**READING TEXT**
──────────

WHEELING — On March 31, 2015, Perry Galloway Jr. was traveling home to Wheeling after visiting his fiancée in Columbus when Ohio Highway Patrol Trooper Stephen Roe pulled him over on Interstate 70 in Guernsey County for a sudden lane change.
During the traffic stop, which is documented in its entirety from Roe’s dashcam video, Galloway informed the trooper he was not feeling well. Roe insisted Galloway was in possession of illegal drugs, and called for back-up to help him search the vehicle.
Galloway, who informed troopers he was diabetic and had heart stents in place, was put in the back of Roe’s cruiser while Roe and troopers Scott W. Bayless and Gregory A. Mamula searched his vehicle. About two hours later, Galloway had a seizure while still in the back of the cruiser and died shortly thereafter.
Those details and others are outlined in a federal lawsuit filed earlier this month by Galloway’s family against Roe, Bayless and Mamula in federal court in Columbus. The family alleges the troopers failed to provide proper care for Galloway during a medical emergency.
Galloway was a former president of the Wheeling NAACP who spent much of his adult life working for the betterment of the Wheeling area.
According to police records, Roe said Galloway provided his brother’s name rather than his own when stopped that day and that there was a warrant for him on file from Belmont County.
Wheeling attorney Jeffrey Grove, who is representing the Galloway family, said when Roe stopped Galloway’s vehicle, the trooper insisted Galloway was in possession of illegal drugs. Despite Galloway’s insistence he did not have illegal drugs and that he was not feeling well, Grove said officers placed Galloway in the cruiser while using a drug dog to search his vehicle.
Grove said he believes Galloway was confused when being questioned and the dash video shows he had slurred speech.

──────────

**BRIEF A**
According to the news article about Perry Galloway Jr.'s death, what medical conditions did Galloway tell the troopers he had?
**BRIEF B**
Carry on the news article about Perry Galloway Jr.'s death, beginning after its final sentence.

**RECORD SET**
──────────

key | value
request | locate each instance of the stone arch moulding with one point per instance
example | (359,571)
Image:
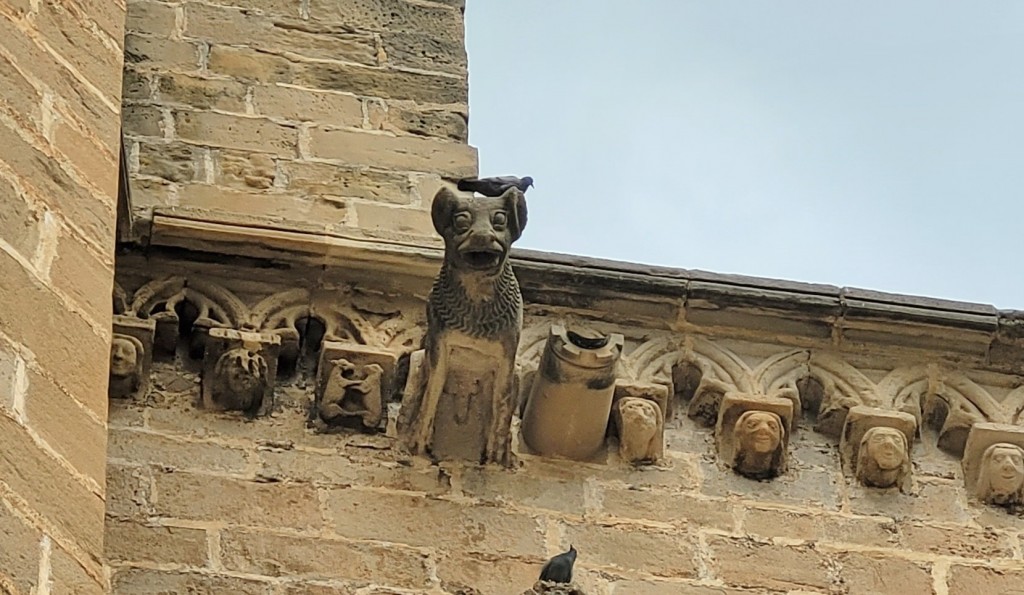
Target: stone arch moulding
(695,370)
(213,306)
(818,383)
(944,400)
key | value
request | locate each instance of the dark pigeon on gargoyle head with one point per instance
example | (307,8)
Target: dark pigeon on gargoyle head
(559,568)
(495,186)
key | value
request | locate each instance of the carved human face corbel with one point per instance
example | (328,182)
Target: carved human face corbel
(240,370)
(131,356)
(876,447)
(753,434)
(353,385)
(638,412)
(993,464)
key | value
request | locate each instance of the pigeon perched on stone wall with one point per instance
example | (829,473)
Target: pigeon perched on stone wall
(494,186)
(559,568)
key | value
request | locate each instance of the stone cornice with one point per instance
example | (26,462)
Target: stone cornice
(634,294)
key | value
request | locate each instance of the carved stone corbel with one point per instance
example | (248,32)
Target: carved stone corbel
(876,447)
(131,357)
(239,371)
(569,406)
(638,412)
(993,464)
(753,434)
(352,384)
(463,407)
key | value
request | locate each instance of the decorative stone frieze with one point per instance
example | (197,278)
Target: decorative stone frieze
(569,405)
(993,464)
(753,434)
(876,447)
(463,408)
(131,357)
(352,385)
(239,371)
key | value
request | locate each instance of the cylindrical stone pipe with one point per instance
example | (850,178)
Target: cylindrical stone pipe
(570,400)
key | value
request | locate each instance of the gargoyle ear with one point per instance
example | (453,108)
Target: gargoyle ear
(440,209)
(515,204)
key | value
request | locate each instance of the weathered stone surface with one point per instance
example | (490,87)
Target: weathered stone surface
(175,454)
(964,542)
(249,65)
(150,16)
(307,105)
(19,556)
(424,51)
(249,502)
(626,547)
(150,52)
(422,122)
(47,180)
(883,576)
(743,562)
(971,580)
(373,217)
(662,587)
(201,93)
(390,15)
(503,577)
(143,121)
(23,97)
(399,153)
(522,489)
(136,542)
(274,555)
(174,162)
(50,413)
(938,502)
(252,206)
(279,34)
(69,576)
(79,273)
(323,178)
(244,170)
(129,580)
(52,491)
(257,134)
(69,32)
(86,107)
(383,83)
(428,522)
(71,360)
(135,86)
(18,221)
(129,491)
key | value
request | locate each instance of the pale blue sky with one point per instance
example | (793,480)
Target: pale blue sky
(871,143)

──────────

**REPLY A**
He said he was diabetic and had heart stents in place.

**REPLY B**
Galloway told troopers he was a diabetic and had heart stents in place. They asked him if he was OK or if he needed a snack. They allowed him to have his bag that contained his medication. Galloway reportedly administered insulin and nitro glycerin tablets while in the cruiser. A short time later, Roe opened the cruiser door and asked Galloway if he was feeling better. Galloway responded: “Yes, lots better.”
However, Grove said Galloway was in the back of the cruiser for several more minutes when he began to suffer a seizure. He said when troopers turned their attention back to the cruiser, Galloway was sweating and complaining of pain. The video shows Bayless approaching the cruiser, saying, “We’ll get you a squad and then you go to jail after you have the squad, but you’re not going to get out of that, OK?” he said.
“Perry, we have a warrant for your arrest out of Belmont County,” Roe said. It was for failure to appear in a traffic case.
Galloway then appeared to be unconscious. Officers removed him from the cruiser, placed him on the ground and called an ambulance. Roe is shown tapping Galloway on the face and saying, “Perry. C’mon buddy, don’t do this” when he was on the ground and unresponsive.
When medical personnel arrived on the scene, Roe told them Galloway may have ingested illegal drugs. The ambulance arrived at 12:04 p.m. and left 10 minutes later for the Southeastern Ohio Regional Medical Center in Cambridge, where Galloway was pronounced dead at 12:27 p.m.
Grove said troopers are trained in CPR and other basic first aid, yet they did not render any physical assistance to Galloway. “When you watch the video and see the failure of those officers to provide any aid to Perry, it’s totally unacceptable,” Grove said. “They did not find any illegal drugs in his car or in his system after the autopsy. They were so wrapped up in finding drugs that they failed to pay attention to Perry when he needed medical attention.”
Grove said Galloway’s children were extremely angry after viewing the video and wanted to make sure the same thing doesn’t happen to someone else.
Some family members still cannot bring themselves to view the video. Galloway’s daughter, Chaundraya Goodwin, filed the lawsuit on behalf of the family.
The Ohio Attorney General’s office said it had not yet received a copy of the lawsuit and had no comment.